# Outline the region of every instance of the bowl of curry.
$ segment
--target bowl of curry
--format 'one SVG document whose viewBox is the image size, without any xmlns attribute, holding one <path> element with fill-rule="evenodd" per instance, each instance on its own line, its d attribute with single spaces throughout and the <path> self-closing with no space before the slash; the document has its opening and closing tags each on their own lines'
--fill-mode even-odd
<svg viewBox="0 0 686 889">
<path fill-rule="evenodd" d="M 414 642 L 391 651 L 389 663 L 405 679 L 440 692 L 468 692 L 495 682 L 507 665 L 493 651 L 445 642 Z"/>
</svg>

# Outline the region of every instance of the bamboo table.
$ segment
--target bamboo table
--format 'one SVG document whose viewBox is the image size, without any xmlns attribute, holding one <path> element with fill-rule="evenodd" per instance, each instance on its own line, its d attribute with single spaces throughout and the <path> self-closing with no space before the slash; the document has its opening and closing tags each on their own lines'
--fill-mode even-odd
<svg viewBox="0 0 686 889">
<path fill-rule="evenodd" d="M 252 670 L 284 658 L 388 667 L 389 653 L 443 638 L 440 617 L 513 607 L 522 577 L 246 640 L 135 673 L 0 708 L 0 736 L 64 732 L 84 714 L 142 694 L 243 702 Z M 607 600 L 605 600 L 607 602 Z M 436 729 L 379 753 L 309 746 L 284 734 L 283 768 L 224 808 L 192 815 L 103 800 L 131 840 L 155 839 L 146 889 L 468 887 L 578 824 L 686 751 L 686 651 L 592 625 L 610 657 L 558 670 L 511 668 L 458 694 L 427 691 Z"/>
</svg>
——————
§ **GOAL**:
Set down all of the records shown above once more, exactly.

§ **EXERCISE ANSWER**:
# Outline the region of every instance of the bowl of curry.
$ segment
--target bowl of curry
--format 'one SVG document whose viewBox is the image size, without any xmlns attribute, holding one <path> element with fill-rule="evenodd" per instance, each instance on its own line, its d attribute with single spaces throughout and the <path> self-closing with no space before the slash; the document has its opening and closing tags each on their own lines'
--fill-mode even-odd
<svg viewBox="0 0 686 889">
<path fill-rule="evenodd" d="M 414 642 L 391 651 L 389 663 L 405 679 L 440 692 L 468 692 L 495 682 L 507 665 L 493 651 L 445 642 Z"/>
</svg>

# Outline the region of every instance of the bamboo table.
$ segment
--target bamboo table
--format 'one SVG document whose viewBox is the image size, without any xmlns attribute, holding one <path> element with fill-rule="evenodd" per instance, each instance on its own line, its d attribute with single spaces throughout and the <path> self-closing with no space before the slash; the document has its opening and closing tags each on their own lines'
--fill-mode even-odd
<svg viewBox="0 0 686 889">
<path fill-rule="evenodd" d="M 252 670 L 284 658 L 388 667 L 389 653 L 443 638 L 440 617 L 513 607 L 522 577 L 246 640 L 135 673 L 0 708 L 0 736 L 64 732 L 84 714 L 142 694 L 243 702 Z M 607 600 L 605 600 L 607 602 Z M 436 729 L 379 753 L 309 746 L 284 734 L 283 768 L 224 808 L 192 815 L 103 800 L 131 840 L 155 839 L 146 889 L 468 887 L 578 824 L 686 751 L 686 651 L 592 625 L 610 657 L 558 670 L 511 668 L 458 694 L 427 691 Z"/>
</svg>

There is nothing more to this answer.